Covid-19 and commercial real estate investment risk in Europe

Although it’s still too early to make confident predictions, we are seeing some early indicators of how the post-Covid-19 investment landscape will look.

World Built Environment Forum
19 May 2020

Panellists on last Tuesday’s WBEF webinar were in agreement that the Covid-19 pandemic is already forcing investors to reassess previously held assumptions about the market.

“Resilience has to be redefined with the experience of Covid-19,” believes Martin J Brühl, Chief Investment Officer at Union Investment Real Estate. “We all thought we had resilient portfolios, following all the good measures and sharing of best practice following the Global Financial Crisis. Then we were hit by a global pandemic. There are principles which still hold, but there are also new experiences which we will have to factor in going forward.”

Resilience has to be redefined with the experience of Covid-19. We all thought we had resilient portfolios; then we were hit by a global pandemic.

Martin J Brühl
Chief Investment Officer, Union Investment Real Estate

Among those new experiences has been the suspension of the most basic conventions of the owner occupier relationship. Lu Li, Nuveen’s Managing Director and Head of Investment Risk Management for EMEA and APAC explains: “The crisis has brought about some surprises, which we certainly did not include in our thinking when making decisions in the past. When we have a lease agreement, the tenant pays rent – that is a reasonable assumption. As an investment risk officer, I did not expect a situation in which governments would issue legislation allowing tenants not to pay.”

It is the sheer scale of the crisis that has upended such norms; the Covid-19 pandemic has made the extraordinary ordinary. This point is underscored by the key findings of the RICS Global Commercial Property Monitor for Q1. RICS Economist Tarrant Parsons explains: “The forward-looking metrics are probably the most interesting aspect of the results. The latest figures signal one of, if not the, sharpest turnaround in expectations for headline rents and capital values that we’ve ever seen.” 

The forward-looking metrics are probably the most interesting aspect of the Q1 RICS Global Commercial Real Estate Monitor. The latest figures signal one of, if not the, sharpest turnaround in expectations for headline rents and capital values that we’ve ever seen.
########
§ WORK INSTRUCTION: Write the next few paragraphs of the article on Covid-19 and commercial real estate investment risk in Europe, starting after its final sentence. The material after this piece comes from a separate source.

§ DATA SUPPLIED:
########
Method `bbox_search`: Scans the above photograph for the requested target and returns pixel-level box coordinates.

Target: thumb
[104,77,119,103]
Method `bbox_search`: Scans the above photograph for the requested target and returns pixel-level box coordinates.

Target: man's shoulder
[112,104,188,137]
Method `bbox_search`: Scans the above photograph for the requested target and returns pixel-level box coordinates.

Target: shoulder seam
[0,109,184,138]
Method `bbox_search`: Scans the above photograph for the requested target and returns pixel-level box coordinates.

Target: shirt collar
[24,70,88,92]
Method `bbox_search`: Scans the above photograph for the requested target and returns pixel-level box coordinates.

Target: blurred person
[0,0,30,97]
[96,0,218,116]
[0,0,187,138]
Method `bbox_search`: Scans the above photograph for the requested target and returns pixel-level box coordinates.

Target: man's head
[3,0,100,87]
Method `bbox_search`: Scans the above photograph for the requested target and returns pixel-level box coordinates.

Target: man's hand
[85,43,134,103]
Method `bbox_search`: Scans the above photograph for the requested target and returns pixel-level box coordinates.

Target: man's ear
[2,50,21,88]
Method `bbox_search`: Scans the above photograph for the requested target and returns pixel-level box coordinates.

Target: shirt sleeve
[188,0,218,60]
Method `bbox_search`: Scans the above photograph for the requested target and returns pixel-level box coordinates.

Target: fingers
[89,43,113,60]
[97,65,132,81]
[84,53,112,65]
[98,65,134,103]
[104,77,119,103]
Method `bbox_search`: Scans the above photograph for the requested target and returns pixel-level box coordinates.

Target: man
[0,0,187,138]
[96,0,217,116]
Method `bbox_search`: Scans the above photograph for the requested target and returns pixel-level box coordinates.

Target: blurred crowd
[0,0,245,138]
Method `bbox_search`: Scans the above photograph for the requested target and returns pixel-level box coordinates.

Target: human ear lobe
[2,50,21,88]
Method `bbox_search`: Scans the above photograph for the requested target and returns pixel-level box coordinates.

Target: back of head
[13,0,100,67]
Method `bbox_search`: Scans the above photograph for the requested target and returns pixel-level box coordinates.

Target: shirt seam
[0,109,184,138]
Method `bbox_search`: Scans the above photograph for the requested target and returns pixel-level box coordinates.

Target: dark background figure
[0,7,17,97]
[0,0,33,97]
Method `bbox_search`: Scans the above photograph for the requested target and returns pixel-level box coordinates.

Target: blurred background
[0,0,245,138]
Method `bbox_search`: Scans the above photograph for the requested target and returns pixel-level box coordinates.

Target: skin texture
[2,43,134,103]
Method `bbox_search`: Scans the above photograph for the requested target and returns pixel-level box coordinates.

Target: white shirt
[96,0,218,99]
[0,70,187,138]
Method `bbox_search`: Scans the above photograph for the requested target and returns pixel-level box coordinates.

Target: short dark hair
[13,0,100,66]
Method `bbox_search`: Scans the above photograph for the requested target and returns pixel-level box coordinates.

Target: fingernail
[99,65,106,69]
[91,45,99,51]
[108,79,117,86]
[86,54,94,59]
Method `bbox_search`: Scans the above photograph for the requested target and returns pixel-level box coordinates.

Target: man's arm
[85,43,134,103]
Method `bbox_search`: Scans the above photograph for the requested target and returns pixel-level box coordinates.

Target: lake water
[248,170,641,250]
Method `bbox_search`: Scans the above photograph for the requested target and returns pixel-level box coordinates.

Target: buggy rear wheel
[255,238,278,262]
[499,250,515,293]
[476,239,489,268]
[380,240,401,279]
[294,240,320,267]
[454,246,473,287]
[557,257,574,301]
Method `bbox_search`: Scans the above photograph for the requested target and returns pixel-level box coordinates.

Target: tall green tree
########
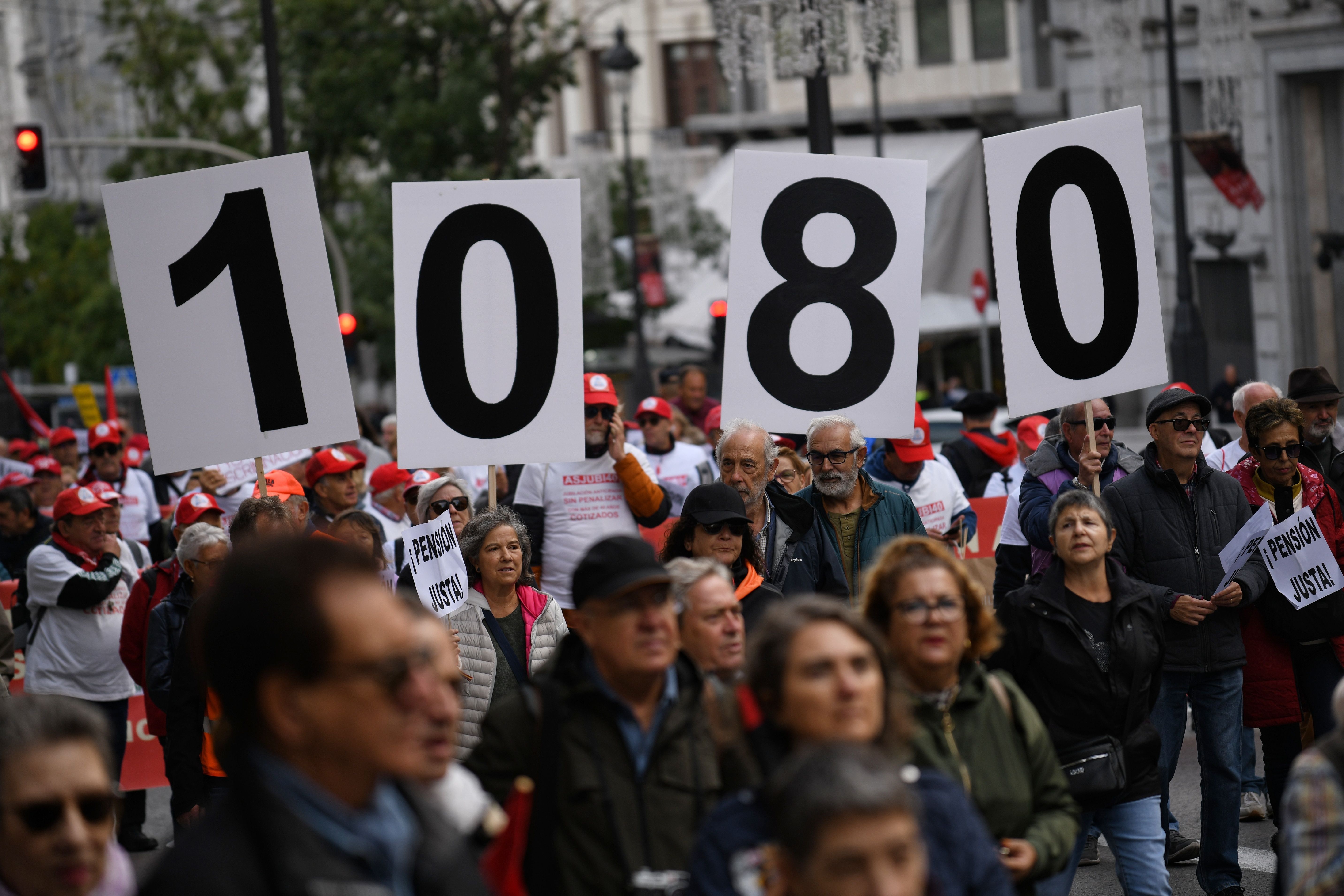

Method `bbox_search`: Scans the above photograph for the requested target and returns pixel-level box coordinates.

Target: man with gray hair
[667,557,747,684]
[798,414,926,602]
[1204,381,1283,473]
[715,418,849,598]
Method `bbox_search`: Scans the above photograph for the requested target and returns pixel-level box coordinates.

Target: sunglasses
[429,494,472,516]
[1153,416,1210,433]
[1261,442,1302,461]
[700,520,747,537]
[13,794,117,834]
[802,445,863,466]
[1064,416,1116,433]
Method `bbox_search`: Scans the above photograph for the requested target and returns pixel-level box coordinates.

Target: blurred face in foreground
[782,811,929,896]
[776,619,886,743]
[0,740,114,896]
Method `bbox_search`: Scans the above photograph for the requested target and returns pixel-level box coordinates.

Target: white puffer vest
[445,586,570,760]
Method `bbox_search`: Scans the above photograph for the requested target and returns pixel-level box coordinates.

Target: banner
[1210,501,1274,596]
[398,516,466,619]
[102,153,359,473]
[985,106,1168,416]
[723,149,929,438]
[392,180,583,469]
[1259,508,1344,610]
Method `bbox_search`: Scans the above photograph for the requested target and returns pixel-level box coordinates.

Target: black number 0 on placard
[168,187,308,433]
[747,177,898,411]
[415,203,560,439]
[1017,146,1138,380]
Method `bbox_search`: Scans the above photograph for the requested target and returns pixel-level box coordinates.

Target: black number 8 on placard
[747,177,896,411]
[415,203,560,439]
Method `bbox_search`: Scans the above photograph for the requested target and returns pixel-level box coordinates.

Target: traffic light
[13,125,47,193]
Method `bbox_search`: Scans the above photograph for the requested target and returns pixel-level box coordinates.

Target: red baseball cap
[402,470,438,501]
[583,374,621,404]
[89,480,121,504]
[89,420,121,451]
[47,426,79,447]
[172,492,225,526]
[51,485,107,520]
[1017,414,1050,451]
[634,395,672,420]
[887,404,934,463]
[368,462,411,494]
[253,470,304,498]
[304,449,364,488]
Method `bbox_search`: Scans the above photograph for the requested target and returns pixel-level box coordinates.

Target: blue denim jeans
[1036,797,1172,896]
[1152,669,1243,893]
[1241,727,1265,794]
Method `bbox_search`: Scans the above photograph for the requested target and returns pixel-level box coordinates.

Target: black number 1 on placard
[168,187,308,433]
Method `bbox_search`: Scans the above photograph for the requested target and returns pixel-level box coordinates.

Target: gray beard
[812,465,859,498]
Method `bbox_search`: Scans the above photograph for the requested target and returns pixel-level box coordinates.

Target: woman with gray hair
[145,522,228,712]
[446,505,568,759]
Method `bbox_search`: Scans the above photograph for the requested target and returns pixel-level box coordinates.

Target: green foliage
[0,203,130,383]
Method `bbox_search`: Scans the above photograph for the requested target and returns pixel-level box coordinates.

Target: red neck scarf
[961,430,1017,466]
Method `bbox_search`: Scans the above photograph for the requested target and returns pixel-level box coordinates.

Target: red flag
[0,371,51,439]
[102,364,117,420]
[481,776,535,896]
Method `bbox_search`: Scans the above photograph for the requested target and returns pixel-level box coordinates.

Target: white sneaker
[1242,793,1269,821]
########
§ EXERCISE ANSWER:
Tarrant Parsons
Economist, RICS

It is, then, a safe assumption that the market will be permanently altered by the crisis. What is as yet unclear, is what form that change will take. It is unsurprising that a group so practiced in calculations of risk and probability should be wary of making definitive predictions. A shortage of available data only complicates the task of future gazing. Citing the example of the suspended UK house price index, Parsons issues a caution: “There have been so many fewer transactions than normal that any inferences at this stage could be misleading.”

“Visibility for investors is difficult,” agrees Jamie Olley, Principal at Avison Young. “You have to be careful about making bold claims, it’s too early to draw trends, at least until we start to get more people back into the workplace. I’ve had phone calls in the last week that suggest the direction of travel towards greater density of office space will reverse because of social distancing. People may need more space in the short-term. I can’t say that will definitely be the case, but it’s an interesting point to think about.”

There is less immediate cause for optimism in other segments of the market. Among the hardest hit are retail and hospitality. While the crisis seems to have cast an even longer shadow over the already gloomy retail market, Lu Li believes hospitality has the potential to bounce back. She does, though, strike a note of hope, rather than expectation.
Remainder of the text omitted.